Copy out the listing below word for word, keeping every line unchanged and in its original order.

* _GIVEN RECORDS_:
⟨

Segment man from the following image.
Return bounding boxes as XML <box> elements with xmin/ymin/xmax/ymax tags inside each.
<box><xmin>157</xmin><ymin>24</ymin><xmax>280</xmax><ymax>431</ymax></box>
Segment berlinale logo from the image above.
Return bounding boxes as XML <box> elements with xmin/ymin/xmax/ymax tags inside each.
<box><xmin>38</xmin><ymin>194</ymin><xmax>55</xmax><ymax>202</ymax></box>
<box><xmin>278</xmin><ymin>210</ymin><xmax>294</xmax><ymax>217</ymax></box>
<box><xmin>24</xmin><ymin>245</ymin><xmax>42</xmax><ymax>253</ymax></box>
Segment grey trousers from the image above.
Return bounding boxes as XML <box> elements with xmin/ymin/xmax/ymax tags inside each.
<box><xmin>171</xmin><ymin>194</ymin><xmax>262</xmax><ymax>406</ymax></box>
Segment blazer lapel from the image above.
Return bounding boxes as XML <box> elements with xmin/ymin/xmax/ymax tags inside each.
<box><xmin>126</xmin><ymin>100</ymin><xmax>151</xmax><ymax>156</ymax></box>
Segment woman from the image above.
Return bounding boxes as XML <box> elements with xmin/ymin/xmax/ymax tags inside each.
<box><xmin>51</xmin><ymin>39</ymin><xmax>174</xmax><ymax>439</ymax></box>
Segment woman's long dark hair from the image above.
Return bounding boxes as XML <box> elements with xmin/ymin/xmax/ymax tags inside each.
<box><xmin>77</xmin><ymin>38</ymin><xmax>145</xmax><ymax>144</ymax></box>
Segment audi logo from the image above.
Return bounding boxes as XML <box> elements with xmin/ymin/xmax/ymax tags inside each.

⟩

* _COMPLETE RESPONSE_:
Segment man from the following image.
Return bounding boxes as XML <box> elements with xmin/ymin/xmax/ymax tags inside each.
<box><xmin>157</xmin><ymin>24</ymin><xmax>280</xmax><ymax>431</ymax></box>
Segment berlinale logo from the image above.
Return bounding boxes as XML <box> elements with xmin/ymin/xmax/ymax tags inside each.
<box><xmin>38</xmin><ymin>194</ymin><xmax>55</xmax><ymax>202</ymax></box>
<box><xmin>278</xmin><ymin>210</ymin><xmax>294</xmax><ymax>217</ymax></box>
<box><xmin>24</xmin><ymin>245</ymin><xmax>42</xmax><ymax>253</ymax></box>
Segment grey trousers from the image above.
Return bounding boxes as XML <box> elements with xmin/ymin/xmax/ymax tags inside each.
<box><xmin>171</xmin><ymin>194</ymin><xmax>262</xmax><ymax>406</ymax></box>
Segment blazer lapel from the image above.
Return bounding boxes as XML <box> elements with xmin/ymin/xmax/ymax tags inside each.
<box><xmin>126</xmin><ymin>100</ymin><xmax>151</xmax><ymax>156</ymax></box>
Segment woman from the image above.
Return bounding boxes as XML <box> elements with xmin/ymin/xmax/ymax tags inside each.
<box><xmin>51</xmin><ymin>39</ymin><xmax>174</xmax><ymax>439</ymax></box>
Segment woman's long dark hair from the image above.
Return bounding boxes as XML <box> elements with xmin/ymin/xmax/ymax tags inside each.
<box><xmin>77</xmin><ymin>38</ymin><xmax>145</xmax><ymax>144</ymax></box>
Segment audi logo from the image above.
Return bounding boxes as XML <box> elements with xmin/ymin/xmax/ymax tags inside each.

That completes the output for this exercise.